● Supplied passage:

..............................

OpenJurist

564 F2d 1315 United States v. Jones

564 F.2d 1315

UNITED STATES of America, Plaintiff-Appellant,
v.
Dick Duane JONES, George Carroll Jones, Deborah Jones,
Defendants-Appellees.

No. 77-2277.

United States Court of Appeals,
Ninth Circuit.

Nov. 25, 1977.

Dale A. Danneman, Asst. U. S. Atty. (argued), Tucson, Ariz., for plaintiff-appellant.

Howard A. Kashman (argued), Tucson, Ariz., Jo Ann D. Diamos (argued), Tucson, Ariz., Harley D. Kurlander (argued), Tucson, Ariz., for defendants-appellees.

Appeal from the United States District Court for the District of Arizona.

Before BROWNING, GOODWIN and KENNEDY, Circuit Judges.

PER CURIAM:

1

The United States appeals from two orders of the district court dismissing a five count indictment. Counts I and II charged appellee Dick Duane Jones with transporting stolen firearms in interstate commerce in violation of 18 U.S.C. §§ 922(j) and 924. Appellee Dick Duane Jones moved for an order preventing the government from using at trial an inculpatory statement obtained from him by government agents. The trial court granted the motion on the ground that the government had failed to give written notice of its intention to use the statement at least fifteen days prior to trial, as required by Local Rule 86.* The government concedes that it offered no valid excuse for its failure to abide by the local notice rule. The rule would be meaningless if it could be ignored with impunity, Suppression of the statement was warranted.

..............................

● Data extract:
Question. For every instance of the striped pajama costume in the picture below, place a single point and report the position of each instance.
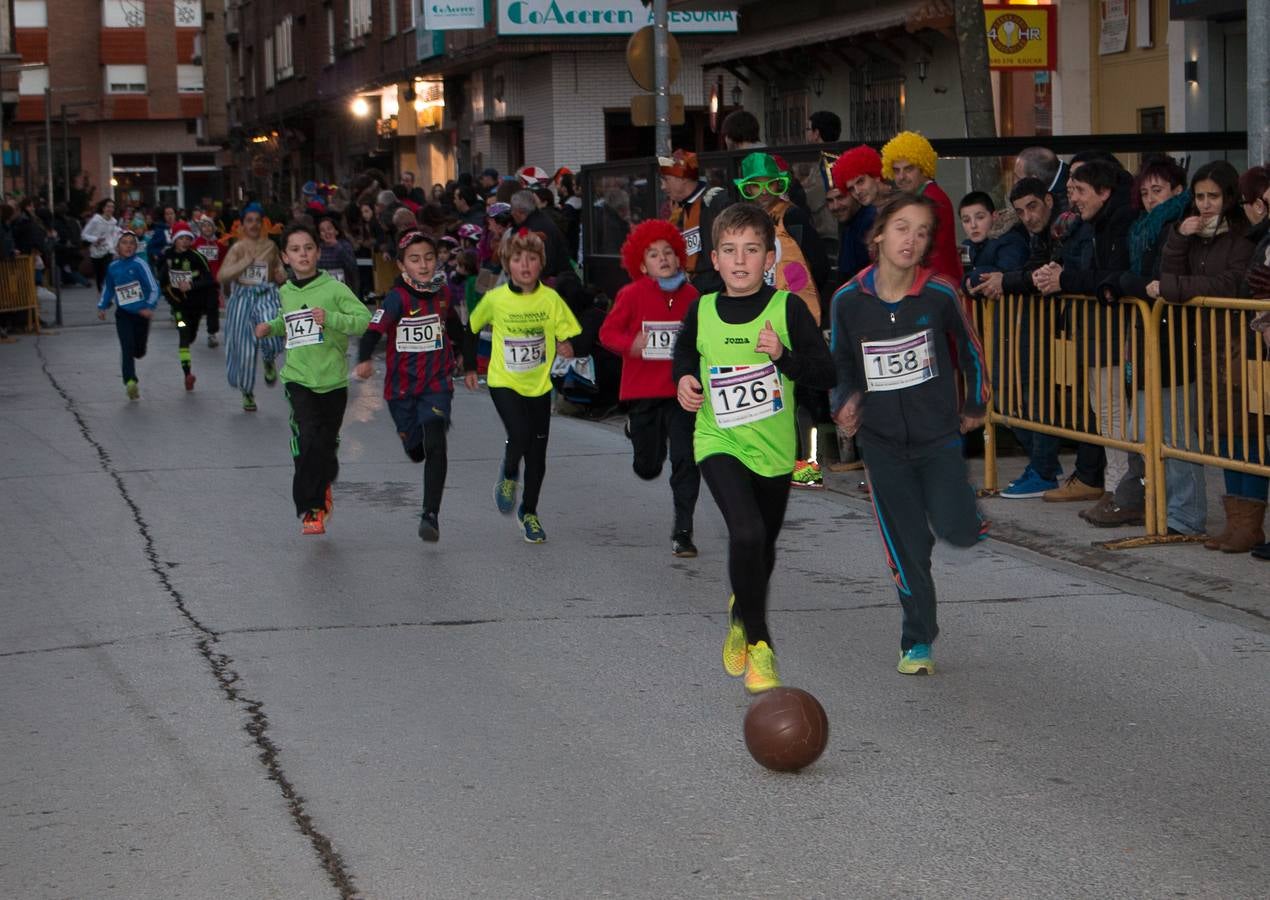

..............................

● Stated exercise:
Extend the Ninth Circuit opinion in United States v. Jones, starting right after its final sentence.

● Response to the exercise:
2

On the date set for trial, the government moved for a continuance and, when it was denied, declined to proceed on counts I and II against appellee Dick Duane Jones. The district court then dismissed the two counts. The government argued that in view of the court's suppression of appellee's confession, it would have to rely on the testimony of co-defendants in order to prosecute these two counts. If the government decided not to appeal the dismissal of counts III-V, in which co-defendants were named, it could grant the co-defendants immunity and extract their testimony on counts I and II. But the government did not know whether it would be able to elicit the testimony of these co-defendants in light of their privilege under the fifth amendment because it had not yet decided whether to appeal the district court's prior dismissal of counts III-V.

3

Among other deficiencies in this argument, the government failed to provide the trial court with any notice of its inability to proceed until the very date set for trial. Upon inquiry by the trial judge, the government was then unable to articulate any acceptable justification for its delay in deciding whether to appeal. The court's trial calendar had long been set. Defendant was ready to proceed. Under the circumstances, it was not an abuse of discretion to deny the motion for continuance and dismiss counts I and II.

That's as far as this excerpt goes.